Data extracts below:

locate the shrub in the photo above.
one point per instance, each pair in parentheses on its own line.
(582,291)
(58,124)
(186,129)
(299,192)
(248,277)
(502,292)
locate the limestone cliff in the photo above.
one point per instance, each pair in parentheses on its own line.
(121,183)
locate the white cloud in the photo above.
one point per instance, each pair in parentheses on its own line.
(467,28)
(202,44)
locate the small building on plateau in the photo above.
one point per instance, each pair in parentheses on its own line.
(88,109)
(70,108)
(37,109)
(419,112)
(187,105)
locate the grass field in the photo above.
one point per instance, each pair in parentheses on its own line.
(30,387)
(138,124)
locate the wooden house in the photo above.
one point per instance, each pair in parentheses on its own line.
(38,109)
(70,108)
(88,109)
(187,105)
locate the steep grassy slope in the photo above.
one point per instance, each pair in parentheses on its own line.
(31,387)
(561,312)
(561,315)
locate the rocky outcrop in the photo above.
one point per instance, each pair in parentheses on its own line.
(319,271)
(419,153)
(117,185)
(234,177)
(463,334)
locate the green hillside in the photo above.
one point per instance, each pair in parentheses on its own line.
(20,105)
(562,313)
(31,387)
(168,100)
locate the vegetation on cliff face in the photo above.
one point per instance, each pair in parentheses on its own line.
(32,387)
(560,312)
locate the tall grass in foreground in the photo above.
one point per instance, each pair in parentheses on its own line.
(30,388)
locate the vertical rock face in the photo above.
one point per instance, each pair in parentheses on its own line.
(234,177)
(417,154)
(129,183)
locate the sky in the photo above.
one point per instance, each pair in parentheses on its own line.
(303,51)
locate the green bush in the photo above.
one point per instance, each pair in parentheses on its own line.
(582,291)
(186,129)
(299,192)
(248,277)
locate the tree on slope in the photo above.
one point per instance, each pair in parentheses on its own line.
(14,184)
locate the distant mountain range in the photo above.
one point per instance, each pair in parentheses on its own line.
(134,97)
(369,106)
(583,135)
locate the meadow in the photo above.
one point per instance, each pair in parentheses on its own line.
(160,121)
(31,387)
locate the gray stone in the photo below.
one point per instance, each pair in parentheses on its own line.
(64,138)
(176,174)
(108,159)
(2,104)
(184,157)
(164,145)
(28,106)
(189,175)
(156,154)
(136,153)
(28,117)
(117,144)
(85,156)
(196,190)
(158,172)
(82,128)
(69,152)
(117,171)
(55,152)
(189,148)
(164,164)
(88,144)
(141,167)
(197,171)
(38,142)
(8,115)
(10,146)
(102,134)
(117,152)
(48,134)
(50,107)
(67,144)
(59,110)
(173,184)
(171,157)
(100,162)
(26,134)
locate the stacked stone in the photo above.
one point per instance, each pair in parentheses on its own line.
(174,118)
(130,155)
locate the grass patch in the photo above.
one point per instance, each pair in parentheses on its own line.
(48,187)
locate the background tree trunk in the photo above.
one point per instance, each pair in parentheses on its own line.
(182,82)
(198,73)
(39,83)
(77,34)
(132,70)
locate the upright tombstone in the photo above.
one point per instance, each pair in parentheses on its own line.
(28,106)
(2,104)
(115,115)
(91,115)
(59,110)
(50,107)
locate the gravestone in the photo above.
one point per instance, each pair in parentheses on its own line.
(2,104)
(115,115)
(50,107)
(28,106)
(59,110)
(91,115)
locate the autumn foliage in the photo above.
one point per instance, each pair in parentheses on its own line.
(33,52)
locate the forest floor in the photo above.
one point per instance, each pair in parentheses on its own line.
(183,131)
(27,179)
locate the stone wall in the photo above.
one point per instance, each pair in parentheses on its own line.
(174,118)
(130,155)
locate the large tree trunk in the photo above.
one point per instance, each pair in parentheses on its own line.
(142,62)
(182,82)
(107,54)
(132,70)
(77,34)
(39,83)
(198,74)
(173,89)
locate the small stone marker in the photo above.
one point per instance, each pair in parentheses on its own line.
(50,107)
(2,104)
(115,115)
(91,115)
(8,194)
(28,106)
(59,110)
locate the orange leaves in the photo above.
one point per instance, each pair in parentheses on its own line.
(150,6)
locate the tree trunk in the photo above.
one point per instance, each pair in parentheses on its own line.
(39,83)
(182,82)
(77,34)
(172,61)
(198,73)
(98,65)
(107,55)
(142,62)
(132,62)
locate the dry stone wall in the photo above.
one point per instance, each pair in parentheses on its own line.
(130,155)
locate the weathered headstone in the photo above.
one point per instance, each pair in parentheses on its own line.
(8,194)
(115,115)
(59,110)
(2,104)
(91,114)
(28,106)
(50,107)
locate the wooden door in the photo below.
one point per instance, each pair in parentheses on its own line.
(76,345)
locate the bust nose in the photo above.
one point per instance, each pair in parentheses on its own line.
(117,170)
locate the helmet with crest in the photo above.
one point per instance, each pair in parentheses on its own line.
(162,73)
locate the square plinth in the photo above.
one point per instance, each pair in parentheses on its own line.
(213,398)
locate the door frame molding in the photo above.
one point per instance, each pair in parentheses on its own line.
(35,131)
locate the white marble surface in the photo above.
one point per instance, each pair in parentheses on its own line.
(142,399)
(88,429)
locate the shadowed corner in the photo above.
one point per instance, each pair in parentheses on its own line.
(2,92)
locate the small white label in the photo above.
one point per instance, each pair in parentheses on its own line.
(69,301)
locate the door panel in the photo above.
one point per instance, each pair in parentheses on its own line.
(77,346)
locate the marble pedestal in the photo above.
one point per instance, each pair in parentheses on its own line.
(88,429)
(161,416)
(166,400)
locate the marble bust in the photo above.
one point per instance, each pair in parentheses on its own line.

End of Data extracts.
Data extracts below:

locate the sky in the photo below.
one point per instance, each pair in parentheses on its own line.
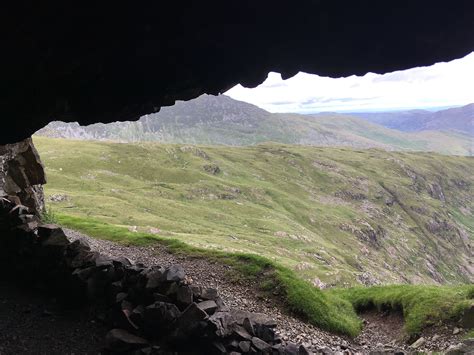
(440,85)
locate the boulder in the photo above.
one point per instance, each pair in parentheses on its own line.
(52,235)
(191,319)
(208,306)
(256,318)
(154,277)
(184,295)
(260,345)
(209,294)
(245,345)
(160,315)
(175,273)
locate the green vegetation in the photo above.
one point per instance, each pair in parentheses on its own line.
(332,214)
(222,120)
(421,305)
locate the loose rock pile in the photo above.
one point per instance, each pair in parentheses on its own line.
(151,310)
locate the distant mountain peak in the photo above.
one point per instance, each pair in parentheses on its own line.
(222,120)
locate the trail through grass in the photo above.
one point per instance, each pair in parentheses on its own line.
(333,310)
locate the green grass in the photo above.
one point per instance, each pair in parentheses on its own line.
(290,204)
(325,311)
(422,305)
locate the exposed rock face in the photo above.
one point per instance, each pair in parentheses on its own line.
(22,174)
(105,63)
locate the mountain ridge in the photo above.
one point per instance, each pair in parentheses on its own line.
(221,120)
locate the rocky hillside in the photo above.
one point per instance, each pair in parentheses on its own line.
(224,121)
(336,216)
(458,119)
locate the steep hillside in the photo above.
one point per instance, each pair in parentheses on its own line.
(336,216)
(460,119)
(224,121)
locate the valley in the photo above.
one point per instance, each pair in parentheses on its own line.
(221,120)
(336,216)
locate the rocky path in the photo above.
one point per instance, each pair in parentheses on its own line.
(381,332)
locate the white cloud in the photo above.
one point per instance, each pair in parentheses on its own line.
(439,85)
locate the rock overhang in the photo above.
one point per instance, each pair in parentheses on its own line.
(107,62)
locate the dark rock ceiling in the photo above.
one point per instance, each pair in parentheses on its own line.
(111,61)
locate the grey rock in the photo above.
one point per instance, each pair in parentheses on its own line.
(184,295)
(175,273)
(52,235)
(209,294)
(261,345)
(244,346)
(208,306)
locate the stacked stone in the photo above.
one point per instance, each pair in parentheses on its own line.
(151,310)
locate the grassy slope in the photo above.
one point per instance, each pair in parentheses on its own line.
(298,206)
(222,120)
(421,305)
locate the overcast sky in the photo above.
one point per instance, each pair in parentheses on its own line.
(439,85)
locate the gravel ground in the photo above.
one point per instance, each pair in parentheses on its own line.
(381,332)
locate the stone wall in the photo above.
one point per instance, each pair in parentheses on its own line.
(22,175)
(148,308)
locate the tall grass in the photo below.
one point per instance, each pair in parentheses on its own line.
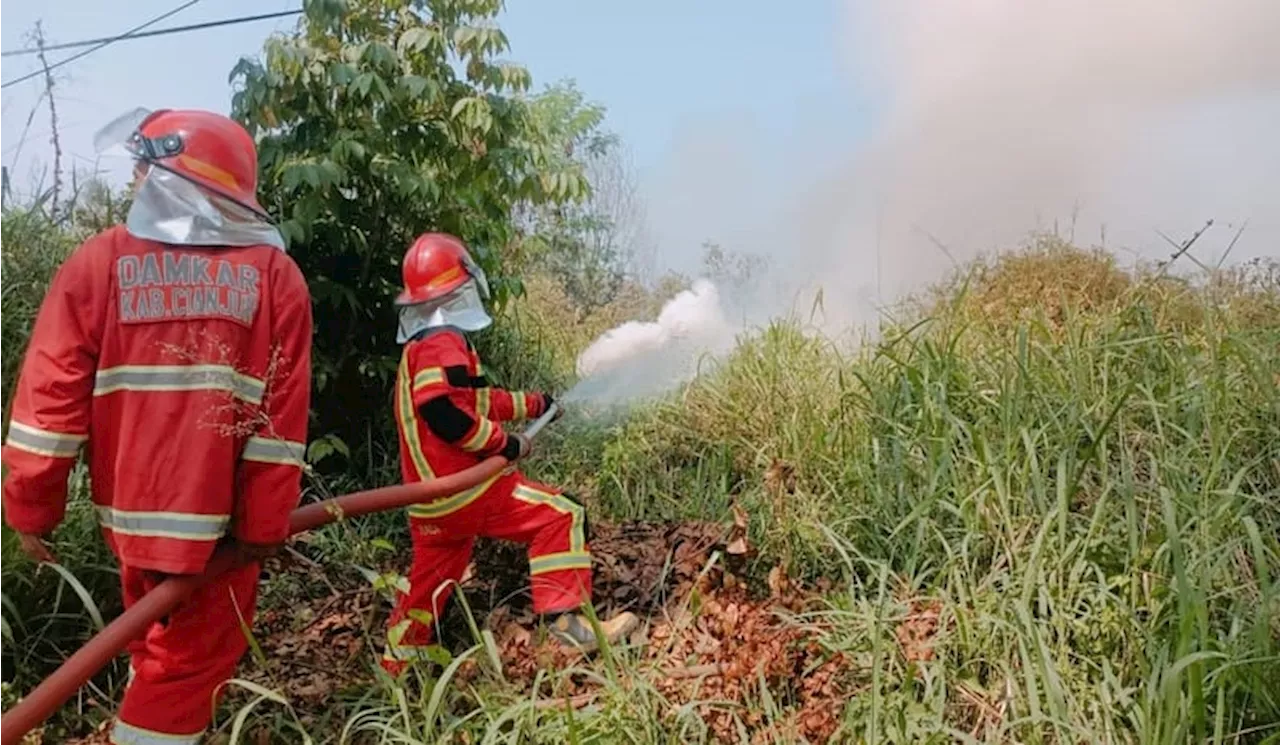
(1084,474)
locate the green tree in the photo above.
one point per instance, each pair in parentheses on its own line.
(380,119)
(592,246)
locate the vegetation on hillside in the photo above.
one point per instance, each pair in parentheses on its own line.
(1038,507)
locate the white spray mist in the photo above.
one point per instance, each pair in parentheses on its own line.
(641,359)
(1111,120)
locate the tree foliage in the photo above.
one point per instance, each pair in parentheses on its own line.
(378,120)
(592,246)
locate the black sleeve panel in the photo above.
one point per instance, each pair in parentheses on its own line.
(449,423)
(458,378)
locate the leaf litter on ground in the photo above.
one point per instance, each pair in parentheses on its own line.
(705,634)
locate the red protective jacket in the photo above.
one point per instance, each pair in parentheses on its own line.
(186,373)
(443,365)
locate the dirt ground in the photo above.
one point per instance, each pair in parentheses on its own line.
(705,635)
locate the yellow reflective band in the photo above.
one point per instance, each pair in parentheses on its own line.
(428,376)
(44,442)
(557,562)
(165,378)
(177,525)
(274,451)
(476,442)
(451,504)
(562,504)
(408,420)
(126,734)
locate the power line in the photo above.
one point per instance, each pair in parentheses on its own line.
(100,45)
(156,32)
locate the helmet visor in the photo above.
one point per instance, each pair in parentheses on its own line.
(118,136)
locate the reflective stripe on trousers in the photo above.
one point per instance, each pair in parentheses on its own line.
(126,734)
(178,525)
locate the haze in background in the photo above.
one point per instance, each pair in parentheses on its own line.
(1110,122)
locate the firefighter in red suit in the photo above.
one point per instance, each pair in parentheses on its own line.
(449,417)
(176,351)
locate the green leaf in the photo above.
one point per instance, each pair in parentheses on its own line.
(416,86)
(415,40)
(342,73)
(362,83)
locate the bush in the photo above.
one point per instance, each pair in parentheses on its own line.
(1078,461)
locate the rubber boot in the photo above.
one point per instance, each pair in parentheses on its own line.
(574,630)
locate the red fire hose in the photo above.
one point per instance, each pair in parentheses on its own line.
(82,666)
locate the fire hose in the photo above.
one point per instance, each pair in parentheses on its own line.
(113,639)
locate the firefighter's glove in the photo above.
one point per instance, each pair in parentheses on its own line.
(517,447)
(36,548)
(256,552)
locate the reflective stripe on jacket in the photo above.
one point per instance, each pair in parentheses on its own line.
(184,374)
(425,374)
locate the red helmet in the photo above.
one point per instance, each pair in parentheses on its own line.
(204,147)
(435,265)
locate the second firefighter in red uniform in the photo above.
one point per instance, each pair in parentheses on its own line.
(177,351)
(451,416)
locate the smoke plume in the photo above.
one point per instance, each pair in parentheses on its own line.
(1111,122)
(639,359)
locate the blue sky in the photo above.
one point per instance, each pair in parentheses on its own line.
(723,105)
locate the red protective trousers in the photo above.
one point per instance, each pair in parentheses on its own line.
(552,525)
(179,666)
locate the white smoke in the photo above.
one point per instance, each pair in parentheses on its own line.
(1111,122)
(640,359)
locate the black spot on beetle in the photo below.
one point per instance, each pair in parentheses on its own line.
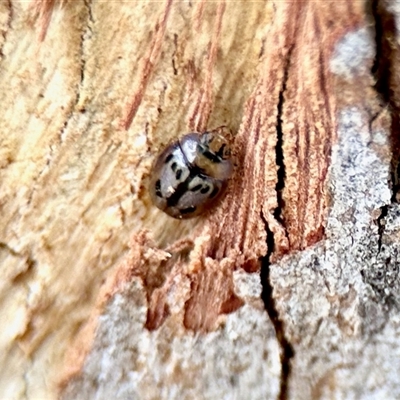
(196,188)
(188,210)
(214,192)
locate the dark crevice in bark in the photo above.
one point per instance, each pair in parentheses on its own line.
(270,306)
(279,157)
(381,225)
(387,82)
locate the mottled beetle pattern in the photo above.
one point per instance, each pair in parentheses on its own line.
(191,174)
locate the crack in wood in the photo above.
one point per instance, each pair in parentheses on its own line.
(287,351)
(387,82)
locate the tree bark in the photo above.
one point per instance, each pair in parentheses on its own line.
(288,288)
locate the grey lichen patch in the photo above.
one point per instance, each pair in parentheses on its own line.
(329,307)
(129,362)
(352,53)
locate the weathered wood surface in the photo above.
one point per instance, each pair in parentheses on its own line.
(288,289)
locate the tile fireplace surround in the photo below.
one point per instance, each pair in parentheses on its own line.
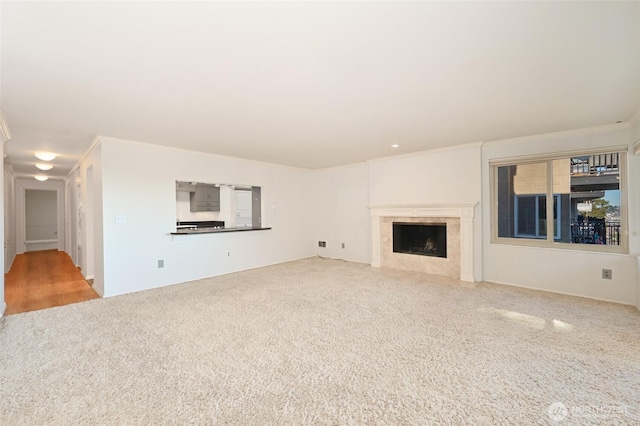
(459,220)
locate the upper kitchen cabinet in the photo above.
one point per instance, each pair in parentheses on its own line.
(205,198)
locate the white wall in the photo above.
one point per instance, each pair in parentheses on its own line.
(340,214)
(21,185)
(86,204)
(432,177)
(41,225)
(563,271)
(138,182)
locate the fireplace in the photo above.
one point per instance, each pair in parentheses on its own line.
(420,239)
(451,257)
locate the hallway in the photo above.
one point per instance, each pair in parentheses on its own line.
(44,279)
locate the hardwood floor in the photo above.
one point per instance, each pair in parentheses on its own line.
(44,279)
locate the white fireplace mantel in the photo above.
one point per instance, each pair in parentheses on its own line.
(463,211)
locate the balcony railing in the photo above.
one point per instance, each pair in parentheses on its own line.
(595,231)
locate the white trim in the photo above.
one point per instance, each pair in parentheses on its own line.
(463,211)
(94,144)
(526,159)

End of Data extracts.

▶ _How to complete this task_: The reply should consist solely of the lines above from the one that has "locate the dark crevice" through the one that has "locate the mottled", reproduced exactly.

▶ _Task output_:
locate the dark crevice in bark in the photo above.
one point per instance, each pair in parentheses on its own line.
(270,306)
(279,157)
(381,225)
(387,82)
locate the mottled beetle pattern in the photo above.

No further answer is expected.